─── Records ───
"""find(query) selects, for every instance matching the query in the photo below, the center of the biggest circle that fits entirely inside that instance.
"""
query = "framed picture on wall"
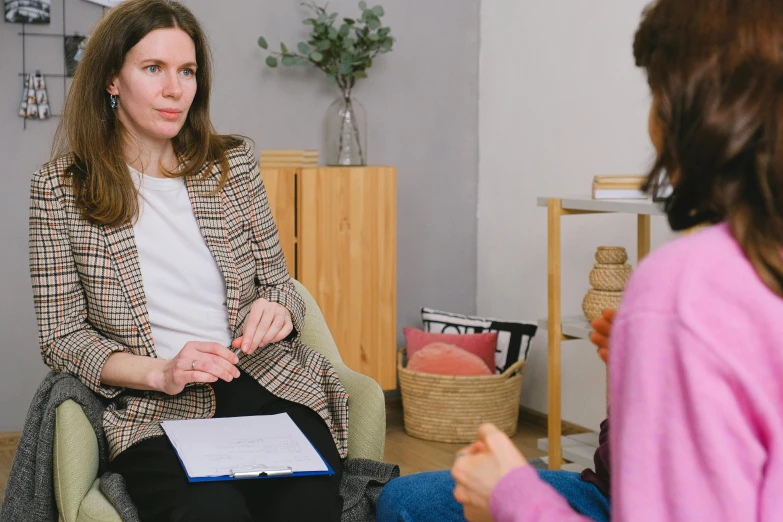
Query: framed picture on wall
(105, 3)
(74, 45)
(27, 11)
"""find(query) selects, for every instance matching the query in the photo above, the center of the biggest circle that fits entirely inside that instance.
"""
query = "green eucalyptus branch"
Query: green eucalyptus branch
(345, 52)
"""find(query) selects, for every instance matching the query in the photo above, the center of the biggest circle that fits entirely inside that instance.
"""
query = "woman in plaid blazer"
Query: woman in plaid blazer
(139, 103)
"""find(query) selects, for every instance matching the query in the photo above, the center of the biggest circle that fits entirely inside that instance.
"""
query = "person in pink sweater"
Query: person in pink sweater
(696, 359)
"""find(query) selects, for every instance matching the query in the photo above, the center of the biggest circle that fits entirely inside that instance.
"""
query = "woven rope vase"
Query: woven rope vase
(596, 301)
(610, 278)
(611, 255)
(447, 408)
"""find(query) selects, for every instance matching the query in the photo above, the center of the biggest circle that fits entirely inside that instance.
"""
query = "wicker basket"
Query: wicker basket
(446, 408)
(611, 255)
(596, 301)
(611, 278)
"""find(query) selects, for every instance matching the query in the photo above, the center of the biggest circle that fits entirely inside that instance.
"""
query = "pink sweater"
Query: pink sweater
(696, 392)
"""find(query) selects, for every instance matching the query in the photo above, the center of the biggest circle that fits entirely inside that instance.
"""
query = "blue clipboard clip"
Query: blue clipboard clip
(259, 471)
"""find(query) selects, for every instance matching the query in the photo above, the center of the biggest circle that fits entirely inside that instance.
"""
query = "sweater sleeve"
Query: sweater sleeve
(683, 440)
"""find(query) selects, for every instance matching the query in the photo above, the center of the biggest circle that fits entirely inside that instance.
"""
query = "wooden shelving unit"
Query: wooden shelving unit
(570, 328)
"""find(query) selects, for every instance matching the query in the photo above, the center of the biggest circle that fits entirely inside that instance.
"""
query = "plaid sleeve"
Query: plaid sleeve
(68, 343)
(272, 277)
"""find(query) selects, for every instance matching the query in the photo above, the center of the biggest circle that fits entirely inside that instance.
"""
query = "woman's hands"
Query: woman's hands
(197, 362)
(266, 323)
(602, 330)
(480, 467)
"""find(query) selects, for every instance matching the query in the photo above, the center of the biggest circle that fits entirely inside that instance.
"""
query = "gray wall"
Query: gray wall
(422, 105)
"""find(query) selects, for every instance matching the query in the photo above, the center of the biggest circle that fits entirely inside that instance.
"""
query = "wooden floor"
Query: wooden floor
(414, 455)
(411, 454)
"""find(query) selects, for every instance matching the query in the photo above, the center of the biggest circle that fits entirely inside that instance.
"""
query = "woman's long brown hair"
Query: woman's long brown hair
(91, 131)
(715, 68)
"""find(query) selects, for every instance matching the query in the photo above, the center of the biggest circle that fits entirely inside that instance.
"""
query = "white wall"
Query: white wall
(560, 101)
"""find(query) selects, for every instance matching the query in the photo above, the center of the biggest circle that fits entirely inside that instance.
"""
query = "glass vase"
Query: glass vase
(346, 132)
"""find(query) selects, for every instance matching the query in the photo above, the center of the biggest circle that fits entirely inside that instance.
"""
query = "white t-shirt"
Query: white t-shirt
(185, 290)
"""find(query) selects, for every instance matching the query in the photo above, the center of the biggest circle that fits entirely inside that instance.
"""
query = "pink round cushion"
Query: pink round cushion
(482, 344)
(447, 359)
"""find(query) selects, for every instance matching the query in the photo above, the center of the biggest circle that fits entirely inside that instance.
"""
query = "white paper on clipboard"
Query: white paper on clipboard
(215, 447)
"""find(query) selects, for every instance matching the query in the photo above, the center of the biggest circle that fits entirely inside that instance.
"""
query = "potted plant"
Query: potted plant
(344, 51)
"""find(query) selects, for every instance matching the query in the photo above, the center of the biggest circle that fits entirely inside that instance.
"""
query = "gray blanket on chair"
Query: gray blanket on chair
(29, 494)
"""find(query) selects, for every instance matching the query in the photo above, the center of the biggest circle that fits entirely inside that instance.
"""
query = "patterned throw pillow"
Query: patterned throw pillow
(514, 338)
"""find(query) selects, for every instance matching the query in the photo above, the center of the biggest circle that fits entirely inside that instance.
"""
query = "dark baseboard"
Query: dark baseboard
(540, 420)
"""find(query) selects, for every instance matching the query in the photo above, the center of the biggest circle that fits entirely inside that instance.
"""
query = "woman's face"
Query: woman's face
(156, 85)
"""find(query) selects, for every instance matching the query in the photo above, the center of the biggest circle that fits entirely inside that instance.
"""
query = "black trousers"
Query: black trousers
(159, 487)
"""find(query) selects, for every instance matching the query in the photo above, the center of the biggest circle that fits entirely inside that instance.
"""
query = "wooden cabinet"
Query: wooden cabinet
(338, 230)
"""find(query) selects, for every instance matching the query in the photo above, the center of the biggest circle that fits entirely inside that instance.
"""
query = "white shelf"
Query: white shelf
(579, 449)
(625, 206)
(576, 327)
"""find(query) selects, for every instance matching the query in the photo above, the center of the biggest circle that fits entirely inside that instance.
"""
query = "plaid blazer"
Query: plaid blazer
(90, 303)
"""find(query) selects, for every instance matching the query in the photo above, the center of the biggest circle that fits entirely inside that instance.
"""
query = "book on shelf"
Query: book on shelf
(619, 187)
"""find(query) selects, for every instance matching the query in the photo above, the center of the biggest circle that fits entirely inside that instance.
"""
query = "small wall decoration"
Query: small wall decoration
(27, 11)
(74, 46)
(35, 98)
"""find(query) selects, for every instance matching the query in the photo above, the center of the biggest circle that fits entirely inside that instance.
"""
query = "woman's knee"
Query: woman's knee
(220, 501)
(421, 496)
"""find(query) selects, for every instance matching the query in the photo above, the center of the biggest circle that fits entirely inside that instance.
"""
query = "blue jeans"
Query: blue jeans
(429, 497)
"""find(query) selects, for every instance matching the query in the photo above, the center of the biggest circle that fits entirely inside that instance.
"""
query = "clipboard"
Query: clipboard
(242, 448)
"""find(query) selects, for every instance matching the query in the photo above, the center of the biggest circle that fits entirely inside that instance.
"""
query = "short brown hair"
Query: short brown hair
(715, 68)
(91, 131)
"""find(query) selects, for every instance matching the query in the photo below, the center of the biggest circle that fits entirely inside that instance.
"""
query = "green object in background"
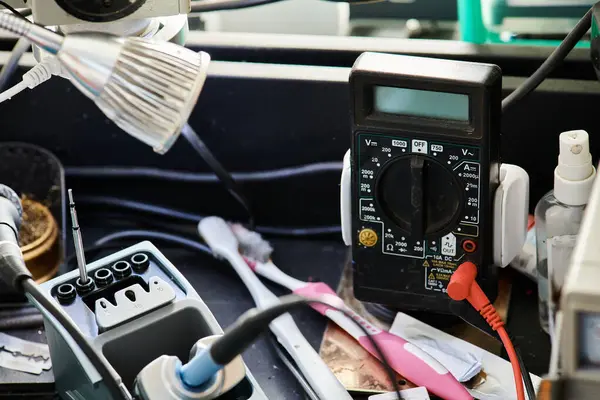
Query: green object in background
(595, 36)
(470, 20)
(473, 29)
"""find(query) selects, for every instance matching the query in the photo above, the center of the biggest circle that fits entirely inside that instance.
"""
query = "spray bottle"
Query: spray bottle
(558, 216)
───
The entries above are to be copied exactly, with every picture left out.

"""find(query) selects, for every instance matching the query in the photo below, the center of the biggest circle that fits entirely inside that instance.
"""
query = "framed picture on wall"
Query: framed picture on wall
(105, 3)
(74, 45)
(27, 11)
"""find(query) selects, for every instance matching the query in the photo above, the center of the biggest circle that fits entirely inside that instance.
"""
query = "green eucalyptus branch"
Query: green eucalyptus branch
(345, 52)
"""find(query) selects, for every instance matching the query in the photo above, the center of the biggest circle that fits entirely inside that instance.
"""
query = "woman in plaid blazer"
Query: woman in plaid blazer
(139, 103)
"""find(query) selects, for every instance matching the query in the photo above, the center of the biggest circle that fits entirely inside that instance.
"""
query = "person in pink sweater"
Query: person in pink sweater
(696, 359)
"""find(query) selects, for every instance matching the query in the photo above, the center of the biggest circle that fits entirely inside that instance.
"""
query = "woven rope vase"
Query: woven rope vase
(596, 301)
(610, 278)
(611, 255)
(447, 408)
"""find(query) selects, for every instance matching the query in the photo above, the center of the biggest circle that fits entirely inside that instance.
"""
query = "wicker basket"
Query: wicker basket
(446, 408)
(611, 255)
(596, 301)
(611, 278)
"""find(query) selects, for every instance matching the query in the photo above, the center of the biggest circle that fits entirely inside that instance.
"""
query = "pink sweater"
Query: pink sweater
(696, 392)
"""find(query) selects, for every instance matching the query in the photo above, the center of the biggest circle that fits entirely inside that instance.
"""
query = "blue clipboard clip"
Query: blue clipboard clip
(259, 471)
"""find(query) selects, for every instance matching the query in the photo above, the center of the biggest circle that fits entirely inside that instance.
"""
query = "sweater sleeve"
Query: sweater sleeve
(683, 440)
"""find(query) selects, for every instance matching the query in the photo above, the center of the biggest circle that fits entirely inside that instance.
"""
query = "wooden shelving unit"
Query: wooden shelving unit
(570, 328)
"""find(query) selects, for every instance matching the query in the photo above, the center of the biggest circle that fits entirely inside that instance.
"""
query = "plaid sleeve"
Query: plaid sleeve
(68, 343)
(272, 277)
"""find(query) selects, for every instance matching the query in the photo above, the center of the biggest circle that fits entirely inside that instance.
"""
query = "woman's hands"
Query: woman's hands
(197, 362)
(266, 323)
(602, 330)
(480, 467)
"""find(query) selects, for every instance matching the query in the photo above, the center of the biggest circle that fits entirely inside that instance.
"""
query = "gray wall"
Query: gray wall
(422, 105)
"""find(query) selects, for every instance matching the query in the photo above, the center of the biggest circle that fits entirely inside that instance.
"""
query = "wooden floor"
Query: wooden floor
(414, 455)
(411, 454)
"""find(query) selects, for every instance matching the query in the photo above, the center of the biggest circle that fits entirely inside that instance.
"""
query = "woman's long brown hair"
Query: woman's long brown hair
(91, 131)
(715, 68)
"""find(query) selects, for every instance matching the query in the photo above, the center of the biggest circle that fits entirely inside that instance.
"""
query = "white wall"
Query: white wall
(560, 101)
"""find(query) selects, for every instance matching the query in the photo above, the center of the biggest circle that fits entirely inside that instance.
"""
query = "glass vase"
Query: glass vase
(346, 132)
"""find(query) selects, for every instance matching the query in the photo above, the center of the biggest circle that fits entirely inside that instance.
"""
query = "white t-shirt"
Query: white t-shirt
(185, 290)
"""find(query) selects, for every instance matching the query in the photo above, the center of the biggest circle that fits entirely inside that instance.
"""
query = "pink round cushion"
Query: pink round cushion
(482, 344)
(447, 359)
"""find(query) selects, for every instance matching the query in the photo above, the center of the biggest circle that fits entirely inside that instance.
"""
query = "white paper on clipboard"
Query: white paper on clipboard
(215, 447)
"""find(query) selects, for every instance matching the query in the photo above, the center of the biggest circle that fits entirely inside that instance.
"""
query = "potted plant"
Query: potted plant
(344, 51)
"""find(query) selects, for every instance matching the query in the photo above, the center of the biggest circle that fits entirely inside that instance.
"""
query = "gray blanket on chair"
Query: gray blanket on chair
(29, 494)
"""find(query) selects, for every instance matching the query in the photo above, the center of the biggest circle that fits entirely inside that instance.
"""
query = "patterned throw pillow"
Query: patterned throw pillow
(514, 338)
"""find(query) selects, for every instance matching the query in the photo above, the center of the biggest circle that fits entirely inside that instance.
"""
query = "dark baseboard"
Query: dark baseboard
(540, 420)
"""find(query) selects, for every instance matching the query in the photo above, the center of the biggest circle that fits entirely inside that instance.
"""
query = "woman's face"
Query: woman's face
(156, 85)
"""find(query) selects, for every instance matching the query in the photo above, the center of the biggest circle that fits entirely inside that instance.
"""
query = "black trousers"
Query: black trousers
(159, 487)
"""find(query) selects, for every instance matching the query in the photo above, the center of the biggest circle that fits entirely inside that instance.
"""
query = "wooden cabinet"
Query: wooden cabinet
(338, 230)
"""find(query) selects, for every instance matching the query in the photo above, the center of the biggest circle that fits entirely inside that instance.
"""
query = "white shelf"
Query: white shelf
(579, 449)
(625, 206)
(576, 327)
"""find(query) selects, for every instance matching the query in the photo above, the center of the biggest circle that fits entirely inside that instance.
"""
query = "plaid blazer"
Query: plaid blazer
(90, 303)
"""find(query) selects, for every instance matching the query in the photo above, the center of the biggest circle that fits entirely inside that instance.
"""
query = "book on shelf"
Query: book on shelf
(619, 187)
"""find(query) selects, for every instance matching the query in the photo above, the center of the biggest circle that fits entirely inside that instance.
"""
query = "small wall decoration"
Query: small wall decoration
(27, 11)
(74, 46)
(35, 98)
"""find(query) selects, for every instance matching the query in the photo above, the center of the biggest circle that fits entirely inside that instance.
"""
query = "woman's knee"
Query: woman's knee
(220, 501)
(421, 496)
"""find(query) selects, for every instance matching the query in the photo above, the center of the biggest circle that fits entirely inside that instance.
"""
query = "blue jeans"
Query: blue jeans
(429, 497)
"""find(query) selects, for every instance matching the query in the photo above, the center of the biggest circle that fits entirely inside that instance.
"""
query = "clipboard"
Query: clipboard
(242, 448)
"""find(query) selects, for every instance matching the query in the photo above, the center of the biggest circle that fits entirely inside that instance.
"""
query = "short brown hair"
Query: short brown hair
(715, 68)
(91, 131)
"""find(query) selects, for every instance matching the query in the photo below, the center of the biggest circle that fits entirely inside that instance.
"""
query = "green object in background"
Query: green object in background
(595, 36)
(470, 20)
(473, 29)
"""find(query) selects, for every instance matching the query in the photo above, the center of the biggest circle that fits entirely inside that instance.
"""
query = "spray bottle"
Query: spray bottle
(558, 216)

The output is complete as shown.